→ **Task prompt**
Using the listing below, extract each line that has the word "notebook" in it.

→ **Data in this exercise**

--- START ---

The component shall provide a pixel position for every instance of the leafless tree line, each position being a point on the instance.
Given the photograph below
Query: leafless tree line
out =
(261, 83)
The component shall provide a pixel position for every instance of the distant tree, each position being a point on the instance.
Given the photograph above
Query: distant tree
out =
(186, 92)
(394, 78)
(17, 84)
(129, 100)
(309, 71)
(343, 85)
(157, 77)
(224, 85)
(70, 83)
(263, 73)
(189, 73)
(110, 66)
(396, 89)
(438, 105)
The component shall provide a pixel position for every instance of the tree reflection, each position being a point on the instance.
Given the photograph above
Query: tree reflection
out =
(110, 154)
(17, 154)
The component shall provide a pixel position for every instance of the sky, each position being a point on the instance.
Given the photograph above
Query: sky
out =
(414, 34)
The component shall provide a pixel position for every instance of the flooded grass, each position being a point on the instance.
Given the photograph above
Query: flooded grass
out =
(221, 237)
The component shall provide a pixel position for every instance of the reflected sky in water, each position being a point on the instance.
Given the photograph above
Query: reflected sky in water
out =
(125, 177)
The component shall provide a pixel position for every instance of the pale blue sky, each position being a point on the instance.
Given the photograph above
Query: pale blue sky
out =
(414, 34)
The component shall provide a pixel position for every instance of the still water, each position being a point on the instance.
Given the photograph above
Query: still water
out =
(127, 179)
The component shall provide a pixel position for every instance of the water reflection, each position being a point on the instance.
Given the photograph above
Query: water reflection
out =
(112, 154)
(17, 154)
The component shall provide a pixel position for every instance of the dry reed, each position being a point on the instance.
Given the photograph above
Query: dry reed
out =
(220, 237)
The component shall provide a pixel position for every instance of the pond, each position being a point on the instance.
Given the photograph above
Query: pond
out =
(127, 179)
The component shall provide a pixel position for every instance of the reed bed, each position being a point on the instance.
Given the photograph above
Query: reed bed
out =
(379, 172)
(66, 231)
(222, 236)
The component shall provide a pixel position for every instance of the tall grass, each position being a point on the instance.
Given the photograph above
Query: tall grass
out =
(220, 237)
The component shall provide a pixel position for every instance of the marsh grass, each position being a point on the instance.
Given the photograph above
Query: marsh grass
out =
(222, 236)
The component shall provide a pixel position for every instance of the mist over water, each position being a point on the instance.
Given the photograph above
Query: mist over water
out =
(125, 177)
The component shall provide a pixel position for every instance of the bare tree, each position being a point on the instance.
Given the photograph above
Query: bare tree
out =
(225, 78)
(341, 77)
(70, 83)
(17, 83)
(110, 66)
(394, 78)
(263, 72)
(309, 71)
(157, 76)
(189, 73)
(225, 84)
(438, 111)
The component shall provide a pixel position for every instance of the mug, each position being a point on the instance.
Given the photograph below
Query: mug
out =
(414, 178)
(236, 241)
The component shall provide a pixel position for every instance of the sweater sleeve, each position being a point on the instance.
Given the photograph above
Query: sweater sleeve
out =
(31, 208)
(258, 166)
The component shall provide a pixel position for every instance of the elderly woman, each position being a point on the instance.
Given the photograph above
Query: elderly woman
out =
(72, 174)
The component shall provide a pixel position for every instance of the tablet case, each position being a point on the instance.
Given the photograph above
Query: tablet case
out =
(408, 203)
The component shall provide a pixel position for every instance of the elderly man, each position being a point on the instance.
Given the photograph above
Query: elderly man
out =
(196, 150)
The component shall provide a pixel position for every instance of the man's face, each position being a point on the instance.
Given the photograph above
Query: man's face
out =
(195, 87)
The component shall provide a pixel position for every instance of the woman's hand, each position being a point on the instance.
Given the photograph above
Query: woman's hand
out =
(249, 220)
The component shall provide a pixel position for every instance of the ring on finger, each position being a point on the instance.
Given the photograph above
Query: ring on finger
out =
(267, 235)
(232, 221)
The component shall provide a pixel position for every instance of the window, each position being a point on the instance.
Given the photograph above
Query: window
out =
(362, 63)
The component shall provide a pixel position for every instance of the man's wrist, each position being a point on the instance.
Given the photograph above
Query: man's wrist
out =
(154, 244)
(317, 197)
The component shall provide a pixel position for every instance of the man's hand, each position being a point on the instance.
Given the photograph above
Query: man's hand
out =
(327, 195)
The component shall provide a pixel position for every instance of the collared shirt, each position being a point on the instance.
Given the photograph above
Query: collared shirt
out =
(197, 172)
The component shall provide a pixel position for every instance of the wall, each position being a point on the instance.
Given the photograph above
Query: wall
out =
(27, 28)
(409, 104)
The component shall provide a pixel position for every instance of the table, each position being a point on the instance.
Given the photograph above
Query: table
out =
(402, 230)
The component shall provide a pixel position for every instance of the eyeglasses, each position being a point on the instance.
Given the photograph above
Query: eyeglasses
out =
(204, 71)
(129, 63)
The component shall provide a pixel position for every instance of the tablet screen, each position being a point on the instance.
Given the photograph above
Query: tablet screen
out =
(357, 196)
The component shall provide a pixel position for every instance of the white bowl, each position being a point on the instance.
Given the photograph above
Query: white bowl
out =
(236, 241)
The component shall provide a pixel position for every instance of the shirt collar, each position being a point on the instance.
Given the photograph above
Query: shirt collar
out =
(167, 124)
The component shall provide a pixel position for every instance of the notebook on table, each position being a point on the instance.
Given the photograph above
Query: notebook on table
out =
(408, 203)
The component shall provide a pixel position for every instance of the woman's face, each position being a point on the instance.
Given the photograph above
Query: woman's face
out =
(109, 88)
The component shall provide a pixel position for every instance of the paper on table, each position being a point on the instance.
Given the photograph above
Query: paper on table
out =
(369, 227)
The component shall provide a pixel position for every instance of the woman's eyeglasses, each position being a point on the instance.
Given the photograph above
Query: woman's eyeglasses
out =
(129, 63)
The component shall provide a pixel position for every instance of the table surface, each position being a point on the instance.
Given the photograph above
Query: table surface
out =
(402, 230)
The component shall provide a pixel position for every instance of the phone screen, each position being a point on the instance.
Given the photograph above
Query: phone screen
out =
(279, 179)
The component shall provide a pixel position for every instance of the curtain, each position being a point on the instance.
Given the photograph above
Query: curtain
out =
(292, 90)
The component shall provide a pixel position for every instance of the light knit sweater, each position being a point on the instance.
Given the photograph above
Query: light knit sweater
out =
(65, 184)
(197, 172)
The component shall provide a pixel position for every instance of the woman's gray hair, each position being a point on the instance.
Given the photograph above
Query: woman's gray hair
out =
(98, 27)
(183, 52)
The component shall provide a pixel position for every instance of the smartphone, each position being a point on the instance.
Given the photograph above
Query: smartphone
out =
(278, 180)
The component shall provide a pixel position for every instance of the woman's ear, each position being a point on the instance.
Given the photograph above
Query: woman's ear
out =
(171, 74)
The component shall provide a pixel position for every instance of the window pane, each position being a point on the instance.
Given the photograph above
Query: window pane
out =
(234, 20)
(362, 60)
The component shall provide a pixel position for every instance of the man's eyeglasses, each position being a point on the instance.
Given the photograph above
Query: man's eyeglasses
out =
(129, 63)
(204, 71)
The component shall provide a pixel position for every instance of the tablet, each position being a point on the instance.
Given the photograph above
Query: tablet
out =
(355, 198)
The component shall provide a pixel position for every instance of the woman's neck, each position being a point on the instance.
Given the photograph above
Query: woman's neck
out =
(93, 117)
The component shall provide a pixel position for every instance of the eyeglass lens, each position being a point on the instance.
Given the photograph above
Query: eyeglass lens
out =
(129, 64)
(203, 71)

--- END ---
--- START ---

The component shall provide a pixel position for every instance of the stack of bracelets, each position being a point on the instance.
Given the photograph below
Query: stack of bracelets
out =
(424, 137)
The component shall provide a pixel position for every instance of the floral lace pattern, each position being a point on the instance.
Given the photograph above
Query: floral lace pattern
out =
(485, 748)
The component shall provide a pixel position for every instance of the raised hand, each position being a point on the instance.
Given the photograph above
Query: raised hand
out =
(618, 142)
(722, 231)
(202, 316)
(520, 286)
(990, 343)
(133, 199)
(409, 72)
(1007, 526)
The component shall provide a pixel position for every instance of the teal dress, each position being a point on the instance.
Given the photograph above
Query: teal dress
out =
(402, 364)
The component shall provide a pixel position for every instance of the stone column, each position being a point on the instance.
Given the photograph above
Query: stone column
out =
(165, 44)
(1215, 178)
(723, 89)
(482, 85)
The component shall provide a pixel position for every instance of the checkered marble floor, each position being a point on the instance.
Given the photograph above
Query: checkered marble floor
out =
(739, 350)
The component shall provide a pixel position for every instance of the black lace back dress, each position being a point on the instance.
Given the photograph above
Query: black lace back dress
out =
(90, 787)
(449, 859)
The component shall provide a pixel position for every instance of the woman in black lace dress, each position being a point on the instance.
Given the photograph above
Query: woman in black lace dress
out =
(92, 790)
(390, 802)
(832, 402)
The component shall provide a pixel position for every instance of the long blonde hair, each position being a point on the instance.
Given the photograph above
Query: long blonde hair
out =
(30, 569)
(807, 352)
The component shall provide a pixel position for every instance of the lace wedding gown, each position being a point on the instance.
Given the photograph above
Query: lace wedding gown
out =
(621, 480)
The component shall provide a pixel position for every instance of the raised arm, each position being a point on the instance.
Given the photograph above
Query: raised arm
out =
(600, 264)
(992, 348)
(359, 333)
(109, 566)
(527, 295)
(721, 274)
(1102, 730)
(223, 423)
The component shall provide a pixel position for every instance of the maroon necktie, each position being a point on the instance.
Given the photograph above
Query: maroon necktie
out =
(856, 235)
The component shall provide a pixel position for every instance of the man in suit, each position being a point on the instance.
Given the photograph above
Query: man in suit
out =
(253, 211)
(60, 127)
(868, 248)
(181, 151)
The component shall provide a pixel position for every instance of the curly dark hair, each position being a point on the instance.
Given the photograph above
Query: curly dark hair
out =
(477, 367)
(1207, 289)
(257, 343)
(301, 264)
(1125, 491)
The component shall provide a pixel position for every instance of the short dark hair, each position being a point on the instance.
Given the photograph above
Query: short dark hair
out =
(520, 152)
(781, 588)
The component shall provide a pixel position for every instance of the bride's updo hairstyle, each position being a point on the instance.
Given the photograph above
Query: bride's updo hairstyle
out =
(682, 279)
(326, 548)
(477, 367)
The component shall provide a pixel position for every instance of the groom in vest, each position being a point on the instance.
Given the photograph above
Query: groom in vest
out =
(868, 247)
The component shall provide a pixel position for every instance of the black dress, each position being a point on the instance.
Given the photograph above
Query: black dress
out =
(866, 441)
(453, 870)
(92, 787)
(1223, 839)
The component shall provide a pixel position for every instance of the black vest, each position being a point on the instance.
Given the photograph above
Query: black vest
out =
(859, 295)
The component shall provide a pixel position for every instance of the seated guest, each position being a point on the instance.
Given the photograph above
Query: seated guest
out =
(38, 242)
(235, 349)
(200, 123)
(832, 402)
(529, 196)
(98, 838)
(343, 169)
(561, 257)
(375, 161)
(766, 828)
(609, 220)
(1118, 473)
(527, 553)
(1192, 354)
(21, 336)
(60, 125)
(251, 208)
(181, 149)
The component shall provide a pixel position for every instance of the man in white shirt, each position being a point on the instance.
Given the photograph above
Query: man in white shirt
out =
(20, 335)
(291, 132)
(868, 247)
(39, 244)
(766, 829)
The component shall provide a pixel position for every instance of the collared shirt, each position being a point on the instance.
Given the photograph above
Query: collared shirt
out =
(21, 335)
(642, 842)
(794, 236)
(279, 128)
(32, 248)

--- END ---

→ **Task result**
The component shall provide a pixel position for every instance of the notebook on table, each position being a point on the instance.
Query: notebook on table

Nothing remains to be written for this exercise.